- **TASK OBJECTIVE**
The reply must repeat each entry exactly and contain no pictures.

______________________________

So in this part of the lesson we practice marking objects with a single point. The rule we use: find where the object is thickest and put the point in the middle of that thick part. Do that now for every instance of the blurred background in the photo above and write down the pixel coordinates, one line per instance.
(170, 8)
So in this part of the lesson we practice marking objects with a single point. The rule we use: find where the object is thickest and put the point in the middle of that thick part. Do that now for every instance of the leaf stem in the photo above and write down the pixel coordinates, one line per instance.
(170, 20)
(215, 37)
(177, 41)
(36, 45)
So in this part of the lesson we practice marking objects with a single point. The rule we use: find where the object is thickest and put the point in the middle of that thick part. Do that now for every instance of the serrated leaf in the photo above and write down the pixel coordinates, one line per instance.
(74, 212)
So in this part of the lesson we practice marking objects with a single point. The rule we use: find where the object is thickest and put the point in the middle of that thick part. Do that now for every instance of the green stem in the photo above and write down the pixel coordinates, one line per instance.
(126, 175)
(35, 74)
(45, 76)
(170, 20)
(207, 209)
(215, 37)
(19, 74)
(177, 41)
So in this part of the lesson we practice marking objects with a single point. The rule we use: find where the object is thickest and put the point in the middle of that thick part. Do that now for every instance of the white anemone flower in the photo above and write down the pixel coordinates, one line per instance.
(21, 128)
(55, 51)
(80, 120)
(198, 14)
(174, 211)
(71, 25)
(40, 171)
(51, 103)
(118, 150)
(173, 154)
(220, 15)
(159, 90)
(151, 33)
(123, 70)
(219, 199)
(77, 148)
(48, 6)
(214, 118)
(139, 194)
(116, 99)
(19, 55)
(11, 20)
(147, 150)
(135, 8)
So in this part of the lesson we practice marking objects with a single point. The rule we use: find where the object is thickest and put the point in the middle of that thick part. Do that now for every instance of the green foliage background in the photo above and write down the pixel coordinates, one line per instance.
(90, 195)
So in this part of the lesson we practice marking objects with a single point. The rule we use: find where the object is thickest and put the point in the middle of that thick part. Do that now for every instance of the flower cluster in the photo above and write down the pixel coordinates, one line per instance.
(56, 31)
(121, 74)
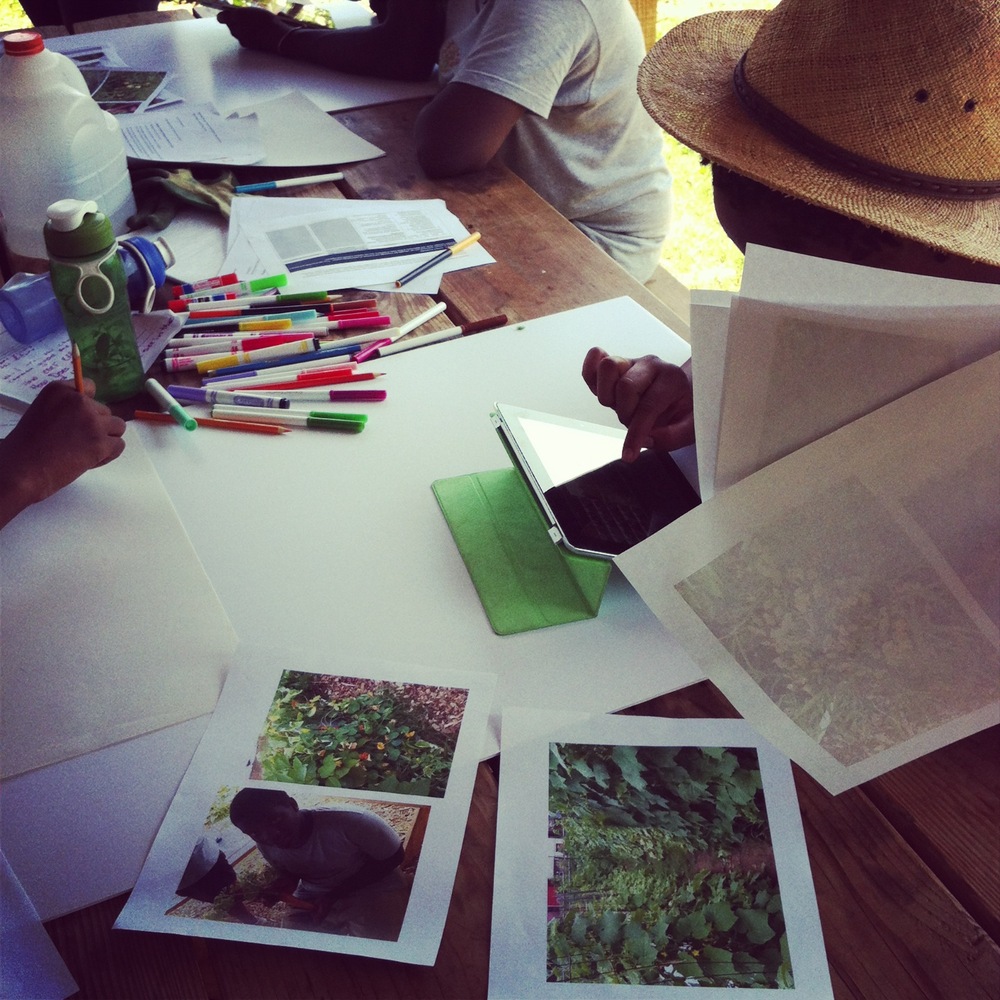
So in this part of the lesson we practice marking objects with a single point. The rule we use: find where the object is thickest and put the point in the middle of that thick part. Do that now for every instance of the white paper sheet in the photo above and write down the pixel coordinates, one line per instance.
(619, 817)
(812, 344)
(26, 368)
(846, 598)
(192, 134)
(244, 745)
(286, 131)
(207, 65)
(110, 627)
(30, 966)
(709, 327)
(325, 244)
(793, 374)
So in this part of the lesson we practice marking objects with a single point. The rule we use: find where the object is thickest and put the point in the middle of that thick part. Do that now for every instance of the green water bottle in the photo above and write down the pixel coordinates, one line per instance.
(89, 282)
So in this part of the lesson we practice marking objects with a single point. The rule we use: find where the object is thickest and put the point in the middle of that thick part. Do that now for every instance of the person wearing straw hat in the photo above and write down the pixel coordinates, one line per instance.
(857, 131)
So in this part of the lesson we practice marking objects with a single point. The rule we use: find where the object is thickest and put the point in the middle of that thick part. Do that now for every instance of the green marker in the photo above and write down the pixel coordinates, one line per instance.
(323, 420)
(168, 403)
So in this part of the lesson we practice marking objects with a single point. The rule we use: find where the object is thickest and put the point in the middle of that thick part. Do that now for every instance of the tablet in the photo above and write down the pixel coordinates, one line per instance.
(594, 503)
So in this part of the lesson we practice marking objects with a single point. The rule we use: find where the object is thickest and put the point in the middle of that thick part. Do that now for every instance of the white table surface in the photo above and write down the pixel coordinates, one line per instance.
(320, 541)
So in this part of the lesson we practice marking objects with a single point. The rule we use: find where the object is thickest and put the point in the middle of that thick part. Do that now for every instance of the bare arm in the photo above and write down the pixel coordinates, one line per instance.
(462, 129)
(653, 399)
(60, 436)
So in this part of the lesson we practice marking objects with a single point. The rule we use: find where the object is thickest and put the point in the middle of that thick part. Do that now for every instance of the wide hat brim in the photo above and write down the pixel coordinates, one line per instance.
(686, 85)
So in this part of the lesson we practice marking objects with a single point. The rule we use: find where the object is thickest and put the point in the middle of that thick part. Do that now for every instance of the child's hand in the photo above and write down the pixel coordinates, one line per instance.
(652, 398)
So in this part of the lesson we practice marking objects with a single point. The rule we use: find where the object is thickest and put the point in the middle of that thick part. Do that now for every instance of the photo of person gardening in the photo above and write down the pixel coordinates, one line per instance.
(307, 862)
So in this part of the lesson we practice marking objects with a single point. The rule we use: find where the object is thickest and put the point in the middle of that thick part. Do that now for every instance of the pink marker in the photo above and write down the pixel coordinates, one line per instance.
(358, 322)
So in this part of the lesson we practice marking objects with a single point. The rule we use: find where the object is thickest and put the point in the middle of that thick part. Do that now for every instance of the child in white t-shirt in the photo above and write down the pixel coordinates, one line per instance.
(548, 87)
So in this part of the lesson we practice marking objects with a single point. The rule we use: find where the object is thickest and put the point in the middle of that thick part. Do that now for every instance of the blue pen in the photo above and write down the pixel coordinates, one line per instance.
(293, 316)
(235, 371)
(286, 182)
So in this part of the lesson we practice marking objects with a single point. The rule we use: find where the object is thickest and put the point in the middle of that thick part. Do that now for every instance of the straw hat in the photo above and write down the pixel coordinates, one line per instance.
(886, 111)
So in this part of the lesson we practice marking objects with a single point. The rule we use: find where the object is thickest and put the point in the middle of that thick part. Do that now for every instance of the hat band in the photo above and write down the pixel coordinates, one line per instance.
(800, 138)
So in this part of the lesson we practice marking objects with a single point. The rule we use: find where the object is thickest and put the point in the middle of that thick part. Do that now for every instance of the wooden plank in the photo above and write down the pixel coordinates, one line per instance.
(544, 263)
(942, 804)
(892, 928)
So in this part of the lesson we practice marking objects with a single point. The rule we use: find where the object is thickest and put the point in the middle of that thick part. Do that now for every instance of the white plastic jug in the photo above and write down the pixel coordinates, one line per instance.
(55, 142)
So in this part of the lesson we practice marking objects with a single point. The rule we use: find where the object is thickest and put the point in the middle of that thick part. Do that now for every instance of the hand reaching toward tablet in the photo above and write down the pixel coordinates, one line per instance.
(652, 398)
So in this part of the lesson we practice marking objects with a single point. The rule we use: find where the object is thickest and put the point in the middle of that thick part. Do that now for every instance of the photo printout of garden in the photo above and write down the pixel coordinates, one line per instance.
(325, 808)
(844, 597)
(636, 852)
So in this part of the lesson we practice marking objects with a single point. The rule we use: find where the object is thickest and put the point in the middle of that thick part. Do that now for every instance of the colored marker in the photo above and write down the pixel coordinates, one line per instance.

______________________________

- **ANSWER SPACE**
So in this part of the lesson we practice marking objects with a single point. The rule we use: find where the object is thickest and put the point in the middle of that thick part. Do that now for every instance of the blurred background in the photo above and write down the pixel coordinates, one line per instance.
(170, 8)
So in this part of the lesson we practice marking objects with a single point. The rule we use: find where the object is thickest and put the point in the middle of that thick part. Do that now for every instance of the leaf stem in the photo above and write down the pixel coordinates, one line per instance.
(170, 20)
(215, 37)
(177, 41)
(36, 45)
So in this part of the lesson we practice marking objects with a single point. The rule we use: find where the object is thickest and put the point in the middle of that thick part. Do that now for every instance of the serrated leaf in the photo above and write down the pixel coordinates, one line per instance.
(74, 212)
So in this part of the lesson we practice marking objects with a single point. The rule we use: find where the object is thickest and put the point in the middle of that thick part. Do that now for every instance of the green stem in the photo above and write down the pixel coordinates, one line per instance.
(126, 175)
(35, 74)
(45, 76)
(170, 20)
(207, 209)
(215, 37)
(19, 74)
(177, 41)
So in this part of the lesson we practice marking objects with a single point. The rule we use: find where the object is thickest and put the point in the middle of that thick part. Do that now for every instance of the white anemone flower in the photo above and write down the pixel coordinates, one line per instance.
(21, 128)
(55, 51)
(80, 120)
(198, 14)
(174, 211)
(71, 25)
(40, 171)
(51, 103)
(118, 150)
(173, 154)
(220, 15)
(159, 90)
(151, 33)
(123, 70)
(219, 199)
(77, 148)
(48, 6)
(214, 118)
(139, 194)
(116, 99)
(19, 55)
(11, 20)
(147, 150)
(135, 8)
So in this part of the lesson we practice marking objects with a single point. The rule we use: find where the object is thickest and put the point in the middle of that thick part. Do that now for every instance of the green foliage background in the photo above and write down the pixel coordinates, one line per instance.
(90, 195)
So in this part of the lesson we practice marking objects with a single point. The rule we use: find where the object is thickest and put the point in the middle of that thick part. Do that now for every instance of the flower cluster in the photo above and write down the pixel coordinates, one line per instance.
(56, 31)
(121, 74)
So in this part of the lesson we practice marking objects with a single point. The rule we use: find where the object is thickest and put the point in the middle of that thick part. Do that now for every instance of the white paper sheet in the photo above and write down the pixel coordinates, one line per instance.
(619, 817)
(812, 344)
(26, 368)
(846, 598)
(192, 134)
(244, 745)
(286, 131)
(207, 65)
(110, 627)
(30, 966)
(709, 327)
(325, 244)
(793, 374)
So in this part of the lesson we practice marking objects with a single point. The rule we use: find where the object is thickest and put the point in the middle of that thick part. Do that now for every instance of the green water bottle in the photo above and write down the pixel coordinates, one line per instance.
(89, 282)
So in this part of the lesson we practice marking objects with a single point. The rule we use: find where the object is thickest and put the point in the middle of that thick part. Do that now for every instance of the person wearing straw hat in the photo above and write down the pixel coordinates, one line per instance.
(857, 131)
So in this part of the lesson we practice marking objects with a single point. The rule we use: find where the object is thickest and put the point in the middle of that thick part. Do that now for every instance of the green marker in the photo above and write down the pixel coordinates, one line per instance.
(323, 420)
(168, 403)
So in this part of the lesson we practice marking objects with a single point. The rule we use: find where the object is thickest and put the point in the middle of that thick part. Do that now for every instance of the tablet in the photo above and write down the pixel coordinates, one line per instance.
(594, 503)
So in this part of the lesson we practice marking objects with a single point. The rule we use: find where the object is thickest and put the point in the middle of that thick part. Do that now for every instance of the white table surface in the photo above and write down the pixel coordinates, one line per instance.
(320, 541)
So in this part of the lesson we practice marking objects with a single point. The rule we use: find where the object is thickest and put the point in the middle of that thick part. Do that now for every instance of the bare arm in the photo above and write down the pixel coordinates, one line per instance.
(462, 129)
(653, 399)
(60, 436)
So in this part of the lesson we practice marking objects with a single point. The rule we use: find where the object is thickest and put the point in the middle of that thick part. Do that now for every instance of the wide hat brim in the photo above and write down the pixel coordinates, one line per instance.
(686, 85)
So in this part of the lesson we practice marking objects with a single point. The rule we use: find where the object is thickest and put the point in the middle of that thick part. Do that now for every instance of the child's hand in the photo above and write down the pixel coordinates, one line per instance.
(652, 398)
So in this part of the lesson we practice marking objects with a single point. The rule we use: find where the object is thickest and put the point in the middle of that thick part. Do that now for every instance of the photo of person gardening in the photo above and write down the pixel coordinates, one line per instance.
(307, 862)
So in this part of the lesson we practice marking objects with a single point. The rule we use: find where the object is thickest and put the point in the middle of that thick part. Do that now for every instance of the pink marker in the photo above and write down the pixel coordinates, one line per instance.
(358, 322)
So in this part of the lesson we practice marking objects with a single point. The rule we use: find where the object is thickest and put the point in the middle of that thick part. Do that now for every instance of the child in white t-shirt in the photo above and write down the pixel coordinates, one line per instance.
(548, 87)
So in this part of the lesson we practice marking objects with a single point. The rule we use: find where the object is thickest and put the point in the middle of that thick part. Do that now for every instance of the blue pen in the photo above and write down the pixel coordinates, one line per instance.
(293, 316)
(235, 371)
(286, 182)
So in this part of the lesson we practice marking objects with a single point. The rule we use: find where the object is thickest and put the point in the middle of that thick part. Do that now for every instance of the straw hat in the photo above and write down the pixel coordinates, one line per instance.
(886, 111)
So in this part of the lesson we practice marking objects with a single point. The rule we use: find where the object is thickest and put the point in the middle of that thick part. Do that now for every instance of the hat band in the photo above and write down the pixel coordinates, one line per instance.
(800, 138)
So in this part of the lesson we practice marking objects with a single point. The rule we use: find where the object is thickest and put the point in the middle of that thick part. Do that now for every instance of the wooden plank in the photo above and write down the pixel coordinates, one line per instance.
(544, 263)
(942, 804)
(892, 928)
So in this part of the lesson we practice marking objects with a single point. The rule we use: find where the object is thickest and put the point in the middle of that thick part. Do that now for every instance of the white plastic jug in the photo above and write down the pixel coordinates, one line per instance.
(55, 142)
So in this part of the lesson we practice marking objects with a single point. The rule we use: find where the object is thickest and put the point in the middle of that thick part. Do that now for every instance of the hand reaching toward tablet in the photo above and write down the pixel coordinates, one line per instance.
(652, 398)
So in this part of the lesson we practice marking objects with a single point. The rule we use: find where the object is thickest and put the point in the middle of that thick part. Do that now for every instance of the photo printout of garden in the photo above and write down the pixel coordinates, one line per instance.
(325, 808)
(844, 597)
(636, 852)
So in this part of the lesson we practice marking objects with a single point. The rule we use: find where the object is thickest and put the point in the middle of that thick part. Do that now for every instance of the colored marker in the photo above and write down the pixel coordinates, one line per instance.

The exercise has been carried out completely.